**Given text:**
February 23, 2009

More Interesting than Good?

I was going to call this one, "What Would Otzi Drink?" Otzi was the Neolithic Hunter found preserved in Alpen ice along Italian-Austrian border in 1991.

Colleagues in archeology have recently dated the earliest wine-making to the early part of the Neolithic age. And by 'recently', I'm referring to geological time: The discovery was five years ago. When residue of fermented grape juice was found in what's now the Republic of Georgia from a vintage that's 8,000 years old. That's also recent if you're a geologist.

In a continuation of our amphora wine studies, we recently opened a bottle of Georgian wine: Vinoterra Mtsvane, 2005. Mtsvane is an indigenous, white Georgian grape, "well known" according to the back label. Like our Julius Caesar wines, this is fermented in ancient terra cotta pots (the Georgians call them, kvevri) then aged in oak barrels.

**Information provided:**

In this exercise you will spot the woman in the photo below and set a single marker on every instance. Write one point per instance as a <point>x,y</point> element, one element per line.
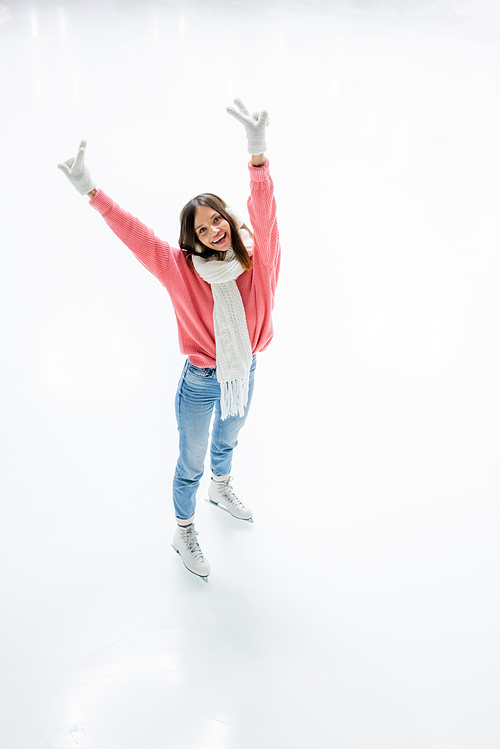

**Set of tasks:**
A – List every calendar year named in the post about Georgian wine.
B – Carry on the post about Georgian wine from the point where it ends.

**Responses to the exercise:**
A – 2009, 1991, 2005

B –
Wine made with neolithic technology on the site of the possible origins of wine-making itself... what's not to like about that?

The wine in the glass is orange, like liquid rust. The nose is super funky, oxidized and aromatic. Orange rind, nutty caramel, quince past and something like sherry/vin jaune. In the mouth, the fruit jumps, and the acid too. There's a faint sherry quality. And a coppery metallic element (reminds me of Joly's terroir signature in the Coulée de Serrant vineyard). The finish is hazelnut and river stones.

I thought this was really interesting. But was it good? I brought a bottle home from the Lab for the wife to put her super-palate on.

Her note was succinct:

Undrinkable camel piss.

Drink at your own risk, I guess.


8 comments:

Glen said...

All of the amphora wine that you tasted seem to have oxidation flavors. Since I cant actually find any of the wines in my little midwestern college town I just have to ask. Do you think some of these flavors are from oxidation? If it is I would wonder if the amphora wines are prone to oxidization or if producers who use amphora also don't like to use SO2.

Managing Principal, Labstuff said...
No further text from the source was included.